§ **GESTELLTE AUFGABE A**
Welchen Sender nennt der nachstehende Auszug über Community Media als Beispiel?

§ **ZU LESENDER AUSZUG**
▬▬▬
Diese Hauptfunktion erscheint vor allem vor dem Hintergrund wichtig, dass nicht klar ist, ob die aktuellen Öffentlichkeitsstrukturen gerade auf lokaler Ebene gesellschaftliche Teilhabe auch in einem digitalen Zeitalter noch umfassend gewährleisten können (vgl. grundlegend Jarren/Krotz 1998). Wegen der zivilgesellschaftlichen Trägerschaft kommen Community Radios den aktuell sehr hohen partizipatorischen Ansprüchen des Publikums besonders nah. In Deutschland sind daher mehr Menschen ehrenamtlich mit dem Radio befasst als hauptberufliche Radioredakteure.
Community Media wie Radio Z kompensieren als Artikulations- und Selbstdarstellungsmedium einerseits das Kommunikationsbedürfnis der lokalen und regionalen, sozialen und kulturellen Gruppen, andererseits bilden sie mit ihrer mehrsprachigen Programmgestaltung wichtige soziale Knotenpunkte und fördern den sozialen und interkulturellen Dialog. Community Media gewinnen damit aktuell gerade in Ballungsgebieten u.a. neue Bedeutungen besonders für Migranten und andere benachteiligte Gruppen. Nicht nur mit ihrer traditionellen Rolle ‚den Stimmlosen eine Stimme’ zu geben, sondern auch im Sinne der Medienpädagogik stellen sie wichtige, dialogorientierte Lernorte für multiple Kompetenzen dar, die geeignet sind, die kritische und selbstbestimmte Handlungsfähigkeit (benachteiligter) gesellschaftlicher Gruppen und Individuen zu erweitern. Community Media greifen damit gezielt aktuelle gesellschaftlichen Herausforderungen auf und erfüllen auf ihre Art Formen des ‚Public Service’ von unten. Aber auch mit ihrer ergänzenden und korrigierenden Berichterstattung tragen sie zu einer Erweiterung des Informationsspektrums an sich und zu einer liberalen Öffentlichkeit bei.
▬▬▬
§ **EINGABEMATERIAL**
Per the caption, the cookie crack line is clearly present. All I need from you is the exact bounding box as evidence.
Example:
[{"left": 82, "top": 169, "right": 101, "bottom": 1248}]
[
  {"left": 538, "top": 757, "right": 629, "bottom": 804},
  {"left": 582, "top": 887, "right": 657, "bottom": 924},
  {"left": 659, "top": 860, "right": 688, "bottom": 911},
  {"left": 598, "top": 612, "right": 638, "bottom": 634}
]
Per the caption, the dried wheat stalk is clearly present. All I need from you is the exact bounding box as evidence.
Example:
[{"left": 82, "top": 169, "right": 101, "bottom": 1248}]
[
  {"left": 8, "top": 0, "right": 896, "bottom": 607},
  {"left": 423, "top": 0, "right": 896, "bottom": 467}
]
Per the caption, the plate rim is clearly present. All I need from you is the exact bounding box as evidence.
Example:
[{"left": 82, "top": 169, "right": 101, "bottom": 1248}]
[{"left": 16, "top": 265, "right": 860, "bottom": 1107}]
▬▬▬
§ **GESTELLTE AUFGABE B**
Geben Sie jede Zeile der Einträge zurück, in der die Zeichenfolge "need" vorkommt. Die Groß- und Kleinschreibung ist dabei zu beachten.

§ **KORREKTE AUSGABE A**
Radio Z

§ **KORREKTE AUSGABE B**
Per the caption, the cookie crack line is clearly present. All I need from you is the exact bounding box as evidence.
Per the caption, the dried wheat stalk is clearly present. All I need from you is the exact bounding box as evidence.
Per the caption, the plate rim is clearly present. All I need from you is the exact bounding box as evidence.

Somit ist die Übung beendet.